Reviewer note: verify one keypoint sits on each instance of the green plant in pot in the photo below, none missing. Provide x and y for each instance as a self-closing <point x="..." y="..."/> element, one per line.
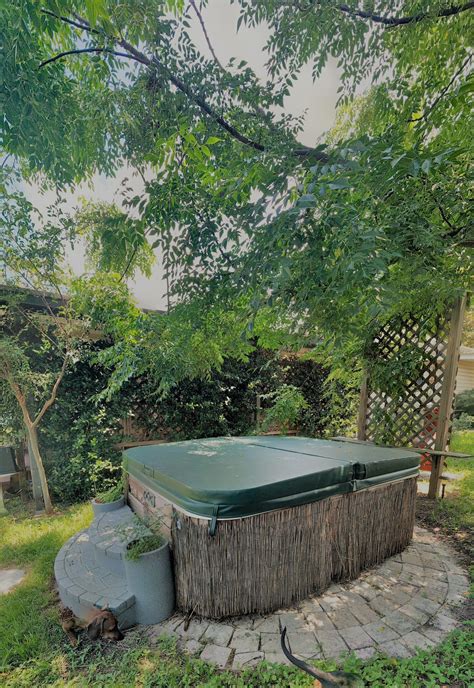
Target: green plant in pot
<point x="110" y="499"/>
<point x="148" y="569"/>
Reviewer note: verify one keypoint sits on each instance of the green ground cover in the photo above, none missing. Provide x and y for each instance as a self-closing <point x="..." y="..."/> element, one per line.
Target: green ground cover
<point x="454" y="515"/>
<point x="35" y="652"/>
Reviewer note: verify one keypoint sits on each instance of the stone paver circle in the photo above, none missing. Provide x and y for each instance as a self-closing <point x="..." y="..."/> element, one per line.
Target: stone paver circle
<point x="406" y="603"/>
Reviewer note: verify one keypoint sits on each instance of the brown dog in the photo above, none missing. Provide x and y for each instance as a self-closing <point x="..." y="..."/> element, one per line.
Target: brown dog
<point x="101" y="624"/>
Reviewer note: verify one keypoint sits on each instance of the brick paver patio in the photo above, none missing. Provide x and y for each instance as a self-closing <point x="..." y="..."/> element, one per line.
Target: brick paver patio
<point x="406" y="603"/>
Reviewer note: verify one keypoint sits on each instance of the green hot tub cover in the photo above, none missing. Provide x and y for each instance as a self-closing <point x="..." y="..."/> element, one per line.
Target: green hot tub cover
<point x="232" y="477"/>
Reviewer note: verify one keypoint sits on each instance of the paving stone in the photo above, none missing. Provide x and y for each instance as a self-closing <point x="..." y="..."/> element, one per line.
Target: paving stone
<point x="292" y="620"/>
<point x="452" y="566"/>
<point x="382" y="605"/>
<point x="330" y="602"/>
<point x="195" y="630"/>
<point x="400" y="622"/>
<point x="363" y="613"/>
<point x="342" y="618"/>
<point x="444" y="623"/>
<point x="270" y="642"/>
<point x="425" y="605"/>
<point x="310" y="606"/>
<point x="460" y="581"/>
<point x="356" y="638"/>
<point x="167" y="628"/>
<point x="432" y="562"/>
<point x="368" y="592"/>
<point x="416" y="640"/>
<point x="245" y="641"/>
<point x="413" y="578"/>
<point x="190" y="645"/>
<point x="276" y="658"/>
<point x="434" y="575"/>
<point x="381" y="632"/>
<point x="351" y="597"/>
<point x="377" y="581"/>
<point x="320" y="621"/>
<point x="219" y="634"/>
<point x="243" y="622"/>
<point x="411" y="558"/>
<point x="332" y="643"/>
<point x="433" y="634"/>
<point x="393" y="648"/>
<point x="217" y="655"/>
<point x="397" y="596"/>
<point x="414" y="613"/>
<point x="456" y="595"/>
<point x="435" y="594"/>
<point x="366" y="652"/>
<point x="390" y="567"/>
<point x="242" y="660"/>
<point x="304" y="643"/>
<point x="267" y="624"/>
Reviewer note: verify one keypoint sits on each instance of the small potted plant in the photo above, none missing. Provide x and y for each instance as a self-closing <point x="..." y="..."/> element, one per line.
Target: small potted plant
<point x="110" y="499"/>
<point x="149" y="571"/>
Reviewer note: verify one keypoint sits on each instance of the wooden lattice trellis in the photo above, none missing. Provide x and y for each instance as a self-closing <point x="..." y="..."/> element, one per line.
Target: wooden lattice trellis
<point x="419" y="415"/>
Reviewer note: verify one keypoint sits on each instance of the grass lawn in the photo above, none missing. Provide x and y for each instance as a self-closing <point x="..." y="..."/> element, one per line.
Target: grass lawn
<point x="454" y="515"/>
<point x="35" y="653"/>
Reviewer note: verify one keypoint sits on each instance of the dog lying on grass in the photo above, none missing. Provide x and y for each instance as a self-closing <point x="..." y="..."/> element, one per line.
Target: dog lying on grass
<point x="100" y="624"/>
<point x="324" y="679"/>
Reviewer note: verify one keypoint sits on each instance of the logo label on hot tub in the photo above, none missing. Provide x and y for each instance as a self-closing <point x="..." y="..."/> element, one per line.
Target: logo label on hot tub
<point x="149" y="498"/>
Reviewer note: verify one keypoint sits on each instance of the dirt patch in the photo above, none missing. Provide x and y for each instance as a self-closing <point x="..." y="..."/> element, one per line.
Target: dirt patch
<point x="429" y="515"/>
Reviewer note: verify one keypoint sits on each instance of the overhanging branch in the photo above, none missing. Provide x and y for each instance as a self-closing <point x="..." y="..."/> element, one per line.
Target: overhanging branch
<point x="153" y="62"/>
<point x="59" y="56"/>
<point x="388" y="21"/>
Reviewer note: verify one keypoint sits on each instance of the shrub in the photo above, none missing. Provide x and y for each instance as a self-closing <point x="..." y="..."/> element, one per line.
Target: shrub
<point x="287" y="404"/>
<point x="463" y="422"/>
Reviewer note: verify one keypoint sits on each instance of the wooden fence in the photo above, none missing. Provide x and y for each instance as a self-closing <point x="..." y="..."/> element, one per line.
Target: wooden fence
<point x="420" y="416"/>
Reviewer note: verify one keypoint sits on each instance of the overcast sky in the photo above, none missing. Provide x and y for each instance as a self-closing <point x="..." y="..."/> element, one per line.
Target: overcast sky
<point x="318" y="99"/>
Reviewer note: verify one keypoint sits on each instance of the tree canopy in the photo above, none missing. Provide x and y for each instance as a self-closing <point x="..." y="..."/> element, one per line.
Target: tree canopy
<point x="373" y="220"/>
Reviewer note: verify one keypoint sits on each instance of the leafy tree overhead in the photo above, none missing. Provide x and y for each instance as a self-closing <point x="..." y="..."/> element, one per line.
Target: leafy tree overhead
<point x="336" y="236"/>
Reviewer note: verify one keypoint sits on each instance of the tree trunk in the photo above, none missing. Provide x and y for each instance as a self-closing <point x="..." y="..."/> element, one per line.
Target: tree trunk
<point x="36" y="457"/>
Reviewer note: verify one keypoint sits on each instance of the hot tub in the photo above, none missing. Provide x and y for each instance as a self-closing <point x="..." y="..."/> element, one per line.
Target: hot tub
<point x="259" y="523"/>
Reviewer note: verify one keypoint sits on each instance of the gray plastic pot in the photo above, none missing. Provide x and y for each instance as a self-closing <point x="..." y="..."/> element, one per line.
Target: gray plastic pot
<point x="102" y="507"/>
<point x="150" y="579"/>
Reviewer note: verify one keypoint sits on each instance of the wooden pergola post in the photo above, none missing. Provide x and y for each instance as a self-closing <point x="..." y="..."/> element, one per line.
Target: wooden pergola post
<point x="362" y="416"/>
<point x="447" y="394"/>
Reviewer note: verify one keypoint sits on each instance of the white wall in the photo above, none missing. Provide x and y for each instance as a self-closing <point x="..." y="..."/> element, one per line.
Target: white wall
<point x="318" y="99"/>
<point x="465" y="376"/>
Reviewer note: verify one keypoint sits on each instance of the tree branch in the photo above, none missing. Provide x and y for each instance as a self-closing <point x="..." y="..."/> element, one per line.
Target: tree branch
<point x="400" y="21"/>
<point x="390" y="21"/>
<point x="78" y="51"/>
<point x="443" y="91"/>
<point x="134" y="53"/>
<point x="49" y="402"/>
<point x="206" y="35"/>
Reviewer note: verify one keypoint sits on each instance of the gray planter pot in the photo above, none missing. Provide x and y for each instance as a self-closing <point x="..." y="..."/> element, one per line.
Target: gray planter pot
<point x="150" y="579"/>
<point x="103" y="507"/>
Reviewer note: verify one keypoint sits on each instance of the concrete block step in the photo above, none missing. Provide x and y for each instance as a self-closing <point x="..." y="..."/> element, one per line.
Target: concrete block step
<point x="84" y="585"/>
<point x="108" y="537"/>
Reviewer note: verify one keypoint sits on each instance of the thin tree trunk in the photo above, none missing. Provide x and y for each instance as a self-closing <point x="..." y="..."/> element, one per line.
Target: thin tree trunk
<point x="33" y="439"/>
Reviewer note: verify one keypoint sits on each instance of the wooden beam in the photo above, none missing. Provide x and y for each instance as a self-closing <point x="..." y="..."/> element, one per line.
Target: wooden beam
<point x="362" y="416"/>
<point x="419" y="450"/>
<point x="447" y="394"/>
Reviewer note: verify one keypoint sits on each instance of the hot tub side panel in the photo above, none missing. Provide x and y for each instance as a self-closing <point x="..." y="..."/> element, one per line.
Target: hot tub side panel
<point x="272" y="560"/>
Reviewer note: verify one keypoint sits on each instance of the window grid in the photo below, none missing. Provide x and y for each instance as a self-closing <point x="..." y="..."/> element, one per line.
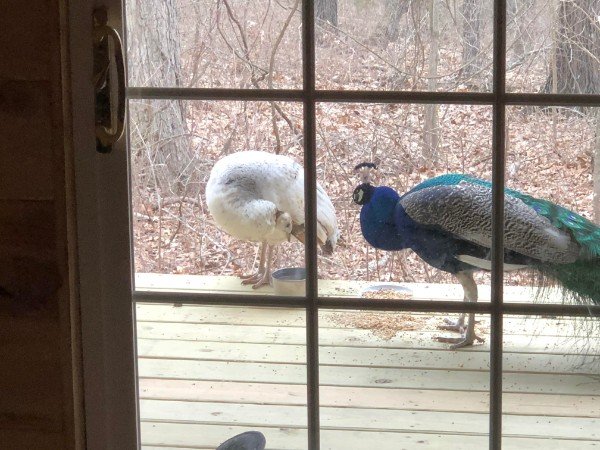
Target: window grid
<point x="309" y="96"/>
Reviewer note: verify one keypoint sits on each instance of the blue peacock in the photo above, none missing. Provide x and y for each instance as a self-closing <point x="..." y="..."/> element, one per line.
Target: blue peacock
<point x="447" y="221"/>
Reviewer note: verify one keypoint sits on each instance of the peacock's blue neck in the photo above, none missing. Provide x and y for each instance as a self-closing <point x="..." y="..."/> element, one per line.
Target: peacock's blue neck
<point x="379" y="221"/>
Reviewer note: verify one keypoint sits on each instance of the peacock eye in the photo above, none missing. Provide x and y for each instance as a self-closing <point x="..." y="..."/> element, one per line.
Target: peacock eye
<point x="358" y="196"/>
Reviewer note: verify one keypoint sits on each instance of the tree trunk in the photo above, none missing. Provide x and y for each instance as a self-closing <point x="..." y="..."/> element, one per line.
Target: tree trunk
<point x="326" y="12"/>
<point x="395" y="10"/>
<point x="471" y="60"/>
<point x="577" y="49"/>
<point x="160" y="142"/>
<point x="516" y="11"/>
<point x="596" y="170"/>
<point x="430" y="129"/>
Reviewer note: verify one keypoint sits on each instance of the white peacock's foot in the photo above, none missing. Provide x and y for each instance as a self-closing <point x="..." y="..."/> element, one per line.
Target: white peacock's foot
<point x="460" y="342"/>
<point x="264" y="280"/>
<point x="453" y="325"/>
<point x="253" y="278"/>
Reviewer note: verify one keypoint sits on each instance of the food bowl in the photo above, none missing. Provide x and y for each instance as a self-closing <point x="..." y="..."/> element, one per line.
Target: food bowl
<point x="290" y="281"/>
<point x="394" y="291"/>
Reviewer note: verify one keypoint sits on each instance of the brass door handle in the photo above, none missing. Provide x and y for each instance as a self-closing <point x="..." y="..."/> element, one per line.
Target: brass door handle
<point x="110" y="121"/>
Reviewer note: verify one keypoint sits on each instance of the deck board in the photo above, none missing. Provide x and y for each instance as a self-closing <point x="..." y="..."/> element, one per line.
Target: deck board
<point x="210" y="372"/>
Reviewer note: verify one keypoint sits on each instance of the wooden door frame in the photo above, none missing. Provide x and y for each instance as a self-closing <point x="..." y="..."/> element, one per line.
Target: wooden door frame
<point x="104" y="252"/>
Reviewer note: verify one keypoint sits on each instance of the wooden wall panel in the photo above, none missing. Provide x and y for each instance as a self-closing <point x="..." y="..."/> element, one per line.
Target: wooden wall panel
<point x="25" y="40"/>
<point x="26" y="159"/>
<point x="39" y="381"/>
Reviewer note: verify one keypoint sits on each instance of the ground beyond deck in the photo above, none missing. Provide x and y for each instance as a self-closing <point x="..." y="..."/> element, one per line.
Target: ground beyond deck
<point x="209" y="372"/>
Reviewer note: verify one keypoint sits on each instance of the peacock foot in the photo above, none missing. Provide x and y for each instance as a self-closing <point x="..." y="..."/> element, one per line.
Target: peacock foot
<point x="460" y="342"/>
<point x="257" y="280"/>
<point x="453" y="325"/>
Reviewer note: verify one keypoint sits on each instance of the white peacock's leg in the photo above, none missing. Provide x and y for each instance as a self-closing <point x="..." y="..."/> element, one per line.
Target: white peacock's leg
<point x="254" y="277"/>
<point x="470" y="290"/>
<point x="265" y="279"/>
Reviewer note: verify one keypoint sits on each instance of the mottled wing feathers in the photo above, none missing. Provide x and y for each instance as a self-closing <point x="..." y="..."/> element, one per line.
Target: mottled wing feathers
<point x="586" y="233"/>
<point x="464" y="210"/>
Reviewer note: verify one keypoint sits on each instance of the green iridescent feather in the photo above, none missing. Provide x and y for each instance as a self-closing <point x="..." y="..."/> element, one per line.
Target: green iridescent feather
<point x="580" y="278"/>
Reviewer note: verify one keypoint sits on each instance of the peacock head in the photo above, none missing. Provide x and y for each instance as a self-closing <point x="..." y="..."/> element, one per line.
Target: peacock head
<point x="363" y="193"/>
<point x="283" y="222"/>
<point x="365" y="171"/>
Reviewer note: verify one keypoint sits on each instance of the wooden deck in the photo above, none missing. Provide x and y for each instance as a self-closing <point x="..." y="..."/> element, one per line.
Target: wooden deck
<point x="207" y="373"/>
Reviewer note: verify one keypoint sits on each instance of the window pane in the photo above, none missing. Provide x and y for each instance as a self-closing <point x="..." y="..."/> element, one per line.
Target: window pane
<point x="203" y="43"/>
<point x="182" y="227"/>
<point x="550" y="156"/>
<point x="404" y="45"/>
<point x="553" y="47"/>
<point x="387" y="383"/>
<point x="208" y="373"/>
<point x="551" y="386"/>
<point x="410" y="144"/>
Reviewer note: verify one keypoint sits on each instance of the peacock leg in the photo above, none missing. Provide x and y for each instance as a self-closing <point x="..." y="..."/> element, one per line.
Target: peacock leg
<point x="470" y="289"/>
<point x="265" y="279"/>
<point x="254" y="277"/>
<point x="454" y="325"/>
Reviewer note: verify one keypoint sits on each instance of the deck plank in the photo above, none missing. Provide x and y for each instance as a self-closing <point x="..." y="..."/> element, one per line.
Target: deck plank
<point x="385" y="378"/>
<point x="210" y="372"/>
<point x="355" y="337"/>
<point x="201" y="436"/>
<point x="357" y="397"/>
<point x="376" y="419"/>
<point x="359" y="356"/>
───
-- Task instructions --
Could you restate word for word the lines above, from the one that contains "Target: concrete block step" through the one that contains "of the thin", and no others?

-- Task solution --
Target: concrete block step
<point x="84" y="585"/>
<point x="108" y="537"/>
Reviewer note: verify one keypoint sits on each instance of the thin tree trunk in the photo above, none missing. Provide x and y for each instance as a self-closing <point x="..." y="..."/> element, one per line.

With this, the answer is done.